## BEGIN Raw records

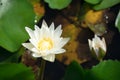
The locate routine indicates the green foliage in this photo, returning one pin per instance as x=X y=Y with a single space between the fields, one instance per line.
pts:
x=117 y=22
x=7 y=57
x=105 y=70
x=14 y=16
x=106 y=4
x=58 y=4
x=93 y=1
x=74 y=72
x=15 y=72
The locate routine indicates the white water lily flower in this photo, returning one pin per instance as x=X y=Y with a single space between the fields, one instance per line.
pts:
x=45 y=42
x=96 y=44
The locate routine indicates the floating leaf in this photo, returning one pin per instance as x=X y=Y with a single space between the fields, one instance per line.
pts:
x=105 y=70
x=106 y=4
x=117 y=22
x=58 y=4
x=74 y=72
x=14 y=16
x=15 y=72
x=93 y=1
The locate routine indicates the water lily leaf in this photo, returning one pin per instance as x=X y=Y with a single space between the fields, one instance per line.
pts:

## END Raw records
## BEGIN Raw records

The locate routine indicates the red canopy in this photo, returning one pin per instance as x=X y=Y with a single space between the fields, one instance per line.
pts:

## END Raw records
## BEGIN Raw records

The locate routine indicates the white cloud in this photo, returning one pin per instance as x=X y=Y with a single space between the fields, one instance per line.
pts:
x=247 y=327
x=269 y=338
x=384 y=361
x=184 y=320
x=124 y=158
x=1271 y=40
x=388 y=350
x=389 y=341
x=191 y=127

## END Raw records

* [Problem details] Copy out the listing unchanged, beginning at the line containing "The locate routine indicates the white cloud" and continuing through the line containing "x=191 y=127".

* [Worked answer]
The locate routine indicates the white cloud in this photo, returning one pin per instance as x=X y=Y with a single space between the fields, one instance per line.
pts:
x=247 y=327
x=269 y=338
x=384 y=361
x=184 y=320
x=124 y=158
x=1271 y=40
x=388 y=350
x=389 y=341
x=191 y=127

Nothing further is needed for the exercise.